_Given exercise_.
Write down the records below word for word, leaving out the pictures.

┄┄┄┄┄┄

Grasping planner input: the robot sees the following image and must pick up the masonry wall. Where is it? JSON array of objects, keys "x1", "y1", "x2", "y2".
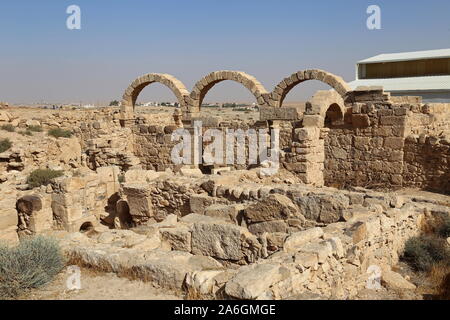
[
  {"x1": 403, "y1": 135, "x2": 450, "y2": 194},
  {"x1": 324, "y1": 103, "x2": 407, "y2": 187}
]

┄┄┄┄┄┄

_The response_.
Grasping planner input: the robot sees the following image and must pick up the masonry wall. Where is it? JSON array of objects, keys "x1", "y1", "x2", "y2".
[
  {"x1": 403, "y1": 135, "x2": 450, "y2": 194},
  {"x1": 324, "y1": 103, "x2": 407, "y2": 187}
]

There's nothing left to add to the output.